━━━ TEXT TO READ
New Revision: 261504
URL: http://svnweb.freebsd.org/changeset/base/261504

Log:
  Add support for FreeBSD/i386 guests under bhyve.
  - Similar to the hack for bootinfo32.c in userboot, define
    _MACHINE_ELF_WANT_32BIT in the load_elf32 file handlers in userboot.
    This allows userboot to load 32-bit kernels and modules.
  - Copy the SMAP generation code out of bootinfo64.c and into its own
    file so it can be shared with bootinfo32.c to pass an SMAP to the i386
    kernel.
  - Use uint32_t instead of u_long when aligning module metadata in
    bootinfo32.c in userboot, as otherwise the metadata used 64-bit
    alignment which corrupted the layout.
  - Populate the basemem and extmem members of the bootinfo struct passed
    to 32-bit kernels.
  - Fix the 32-bit stack in userboot to start at the top of the stack
    instead of the bottom so that there is room to grow before the
    kernel switches to its own stack.
  - Push a fake return address onto the 32-bit stack in addition to the
    arguments normally passed to exec() in the loader.  This return
    address is needed to convince recover_bootinfo() in the 32-bit
    locore code that it is being invoked from a "new" boot block.
  - Add a routine to libvmmapi to setup a 32-bit flat mode register state
    including a GDT and TSS that is able to start the i386 kernel and
    update bhyveload to use it when booting an i386 kernel.
━━━━━━
OBJECTIVE: Please copy the stretch of the commit log from "- Copy the SMAP" through "to 32-bit kernels.", renaming "SMAP" to "memory map" everywhere it occurs.
━━━ DATA
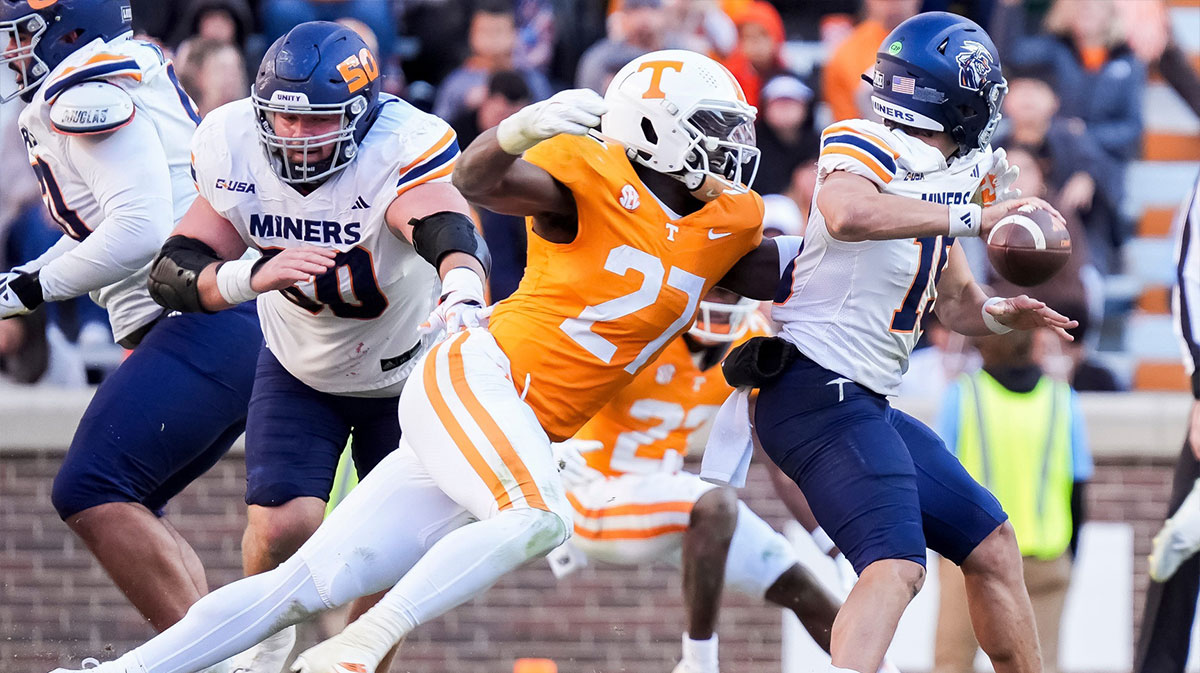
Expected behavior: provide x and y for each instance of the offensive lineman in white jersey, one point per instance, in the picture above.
(107, 128)
(879, 250)
(346, 193)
━━━━━━
COMPLETE RESPONSE:
- Copy the memory map generation code out of bootinfo64.c and into its own
    file so it can be shared with bootinfo32.c to pass an memory map to the i386
    kernel.
  - Use uint32_t instead of u_long when aligning module metadata in
    bootinfo32.c in userboot, as otherwise the metadata used 64-bit
    alignment which corrupted the layout.
  - Populate the basemem and extmem members of the bootinfo struct passed
    to 32-bit kernels.